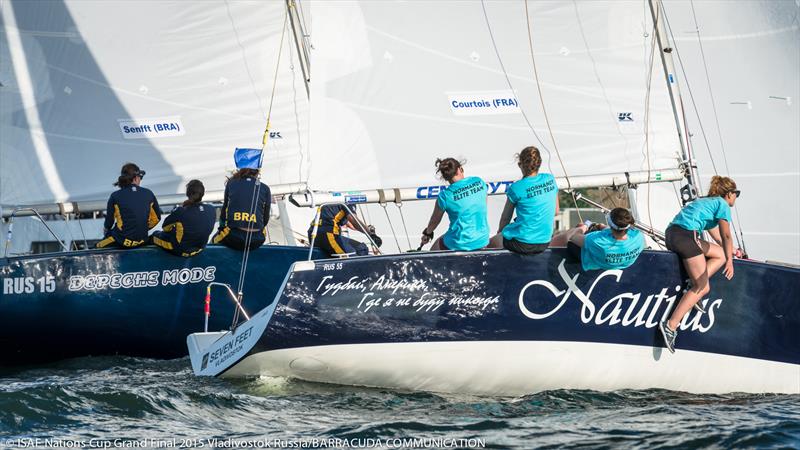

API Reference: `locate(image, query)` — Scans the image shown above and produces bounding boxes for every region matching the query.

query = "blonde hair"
[707,175,737,197]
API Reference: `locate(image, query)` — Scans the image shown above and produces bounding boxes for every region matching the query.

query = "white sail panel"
[0,0,308,206]
[306,0,682,191]
[660,0,800,264]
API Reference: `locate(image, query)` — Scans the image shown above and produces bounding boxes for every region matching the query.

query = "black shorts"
◆ ◆ ◆ ◆
[INSTRUCTIONS TO FOLLOW] Leave the pictures out and print the whole listing precisely.

[RESULT BELOW]
API Reference: `locate(image, query)` — Scans the image shown above and produces bounding boxes for every region matching the query.

query = "blonde hair"
[707,175,737,197]
API Reference: `locate(image, query)` — Scans the image shown above and produces bounding boxes for every region matching the query.

query = "white sail panel"
[0,0,308,206]
[306,0,682,191]
[660,0,800,264]
API Reference: `locate(image, query)` — Scans the image shown above and produces bounding boxes for every region matching the query.

query = "black shorts"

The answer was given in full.